# START OF Material shown

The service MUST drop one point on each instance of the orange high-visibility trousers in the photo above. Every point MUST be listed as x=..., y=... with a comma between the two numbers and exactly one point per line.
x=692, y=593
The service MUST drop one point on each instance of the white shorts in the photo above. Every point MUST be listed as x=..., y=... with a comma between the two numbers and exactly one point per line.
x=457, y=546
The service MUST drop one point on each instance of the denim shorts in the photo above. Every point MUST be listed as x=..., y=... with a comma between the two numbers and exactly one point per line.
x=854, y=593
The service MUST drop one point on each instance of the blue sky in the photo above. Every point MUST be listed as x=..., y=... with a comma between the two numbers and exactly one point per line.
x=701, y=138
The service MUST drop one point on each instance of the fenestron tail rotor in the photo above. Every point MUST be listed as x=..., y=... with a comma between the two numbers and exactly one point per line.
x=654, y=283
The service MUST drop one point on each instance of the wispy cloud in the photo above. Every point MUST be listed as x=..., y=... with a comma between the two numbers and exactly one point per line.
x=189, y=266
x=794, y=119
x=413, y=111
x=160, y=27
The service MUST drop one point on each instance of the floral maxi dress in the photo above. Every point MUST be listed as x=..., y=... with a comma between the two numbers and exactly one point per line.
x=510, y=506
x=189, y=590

# END OF Material shown
# START OF Material shown

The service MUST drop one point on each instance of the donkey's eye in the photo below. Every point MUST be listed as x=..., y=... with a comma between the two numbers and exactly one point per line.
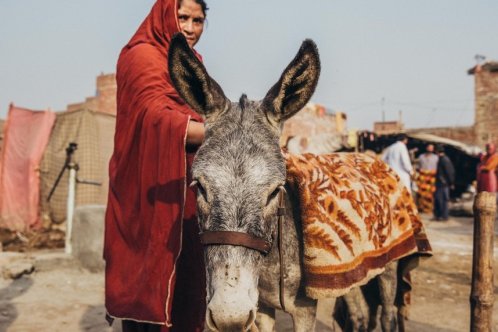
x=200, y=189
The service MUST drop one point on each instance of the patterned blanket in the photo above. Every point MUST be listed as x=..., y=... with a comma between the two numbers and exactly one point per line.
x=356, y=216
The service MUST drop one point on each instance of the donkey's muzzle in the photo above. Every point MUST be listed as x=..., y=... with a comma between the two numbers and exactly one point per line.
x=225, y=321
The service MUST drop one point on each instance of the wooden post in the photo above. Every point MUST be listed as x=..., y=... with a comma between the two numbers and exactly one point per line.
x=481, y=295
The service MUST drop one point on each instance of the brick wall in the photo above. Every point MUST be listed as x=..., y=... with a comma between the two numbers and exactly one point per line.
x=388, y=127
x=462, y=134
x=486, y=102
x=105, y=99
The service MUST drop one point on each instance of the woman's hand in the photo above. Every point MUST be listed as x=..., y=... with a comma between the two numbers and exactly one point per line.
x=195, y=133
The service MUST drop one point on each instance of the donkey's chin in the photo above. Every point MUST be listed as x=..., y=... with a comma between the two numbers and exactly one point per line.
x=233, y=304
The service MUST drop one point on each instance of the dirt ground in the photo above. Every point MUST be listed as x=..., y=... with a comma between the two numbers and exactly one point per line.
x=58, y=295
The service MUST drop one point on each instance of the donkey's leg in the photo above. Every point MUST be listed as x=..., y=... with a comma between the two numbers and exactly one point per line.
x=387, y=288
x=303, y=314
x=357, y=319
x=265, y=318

# END OF Material shown
# START OF Material shown

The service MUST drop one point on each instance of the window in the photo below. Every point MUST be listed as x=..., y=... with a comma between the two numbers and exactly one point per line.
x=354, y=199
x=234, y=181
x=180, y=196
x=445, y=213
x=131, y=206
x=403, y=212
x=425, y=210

# END OF Material shown

• Task prompt:
Rewrite the items from the line with "of the orange" up to and including the line with "x=692, y=593", replacing "trousers" with "pants" and leaving everything else unchanged.

• Task solution:
The service MUST drop one point on each instance of the orange high-visibility pants in the photo above. Every point MUST be listed as x=..., y=... with a comma between the two numbers and exactly one point per line.
x=692, y=593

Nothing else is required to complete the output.